_What you are asked to do_
Only the lines with "nose" in the entries below belong in the answer; please copy them.

_Data supplied_
== Segment start ==
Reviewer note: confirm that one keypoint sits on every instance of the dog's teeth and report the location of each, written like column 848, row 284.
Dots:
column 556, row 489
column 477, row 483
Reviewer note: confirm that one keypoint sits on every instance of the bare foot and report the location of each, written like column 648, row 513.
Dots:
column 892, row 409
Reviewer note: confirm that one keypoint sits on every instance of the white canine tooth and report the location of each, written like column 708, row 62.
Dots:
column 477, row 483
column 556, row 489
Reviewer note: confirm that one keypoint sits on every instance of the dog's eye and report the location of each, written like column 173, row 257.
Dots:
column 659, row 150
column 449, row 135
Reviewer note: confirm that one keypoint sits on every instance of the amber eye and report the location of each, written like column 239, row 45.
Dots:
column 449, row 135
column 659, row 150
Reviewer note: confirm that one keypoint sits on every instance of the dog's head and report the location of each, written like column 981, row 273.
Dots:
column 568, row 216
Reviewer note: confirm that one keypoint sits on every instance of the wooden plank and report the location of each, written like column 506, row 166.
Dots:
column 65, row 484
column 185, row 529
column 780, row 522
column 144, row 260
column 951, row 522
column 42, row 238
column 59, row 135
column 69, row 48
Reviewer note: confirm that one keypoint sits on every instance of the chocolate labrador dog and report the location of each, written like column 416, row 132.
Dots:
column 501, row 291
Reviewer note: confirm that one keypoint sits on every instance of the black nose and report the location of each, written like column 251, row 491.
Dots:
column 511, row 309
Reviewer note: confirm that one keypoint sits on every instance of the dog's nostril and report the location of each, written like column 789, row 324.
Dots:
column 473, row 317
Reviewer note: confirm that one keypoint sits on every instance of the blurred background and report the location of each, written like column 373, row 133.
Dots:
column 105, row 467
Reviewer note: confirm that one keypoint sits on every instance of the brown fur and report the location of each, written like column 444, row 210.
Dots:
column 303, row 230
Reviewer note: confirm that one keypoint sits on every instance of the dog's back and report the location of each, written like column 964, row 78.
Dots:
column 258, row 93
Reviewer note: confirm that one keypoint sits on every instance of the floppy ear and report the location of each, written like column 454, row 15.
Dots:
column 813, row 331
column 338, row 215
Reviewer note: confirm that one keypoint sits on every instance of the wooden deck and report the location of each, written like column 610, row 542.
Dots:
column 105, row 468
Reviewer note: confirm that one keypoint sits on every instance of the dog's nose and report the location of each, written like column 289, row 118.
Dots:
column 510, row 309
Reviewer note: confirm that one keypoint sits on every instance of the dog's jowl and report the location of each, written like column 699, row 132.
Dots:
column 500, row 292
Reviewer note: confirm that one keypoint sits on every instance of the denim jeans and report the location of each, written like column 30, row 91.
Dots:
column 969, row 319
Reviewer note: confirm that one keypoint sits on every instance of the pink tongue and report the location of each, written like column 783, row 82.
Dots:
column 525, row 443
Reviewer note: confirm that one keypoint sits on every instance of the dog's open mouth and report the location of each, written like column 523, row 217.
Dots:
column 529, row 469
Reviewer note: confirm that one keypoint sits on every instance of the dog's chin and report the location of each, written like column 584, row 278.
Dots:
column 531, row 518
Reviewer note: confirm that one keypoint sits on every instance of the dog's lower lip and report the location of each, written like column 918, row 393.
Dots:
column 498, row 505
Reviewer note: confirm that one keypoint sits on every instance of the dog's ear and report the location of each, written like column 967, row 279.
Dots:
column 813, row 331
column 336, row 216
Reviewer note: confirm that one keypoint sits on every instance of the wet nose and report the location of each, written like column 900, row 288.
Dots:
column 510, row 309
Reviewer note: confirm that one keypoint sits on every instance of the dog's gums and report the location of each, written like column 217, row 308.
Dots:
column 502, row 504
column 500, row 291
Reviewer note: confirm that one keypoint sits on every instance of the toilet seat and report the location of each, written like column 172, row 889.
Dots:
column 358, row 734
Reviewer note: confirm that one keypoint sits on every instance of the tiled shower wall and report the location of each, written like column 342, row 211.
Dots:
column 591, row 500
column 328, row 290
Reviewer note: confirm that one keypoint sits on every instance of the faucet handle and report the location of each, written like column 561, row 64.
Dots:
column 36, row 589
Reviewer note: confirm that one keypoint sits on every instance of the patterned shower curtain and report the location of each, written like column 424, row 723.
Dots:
== Segment end ==
_Solution for this problem_
Reviewer note: confirm that one keypoint sits on every instance of the black nose and report the location of each, written like column 251, row 491.
Reviewer note: confirm that one keypoint sits on every instance of the dog's nose and report the location of each, written like column 289, row 118.
Reviewer note: confirm that one keypoint sits on every instance of the wet nose and report the location of each, written like column 900, row 288.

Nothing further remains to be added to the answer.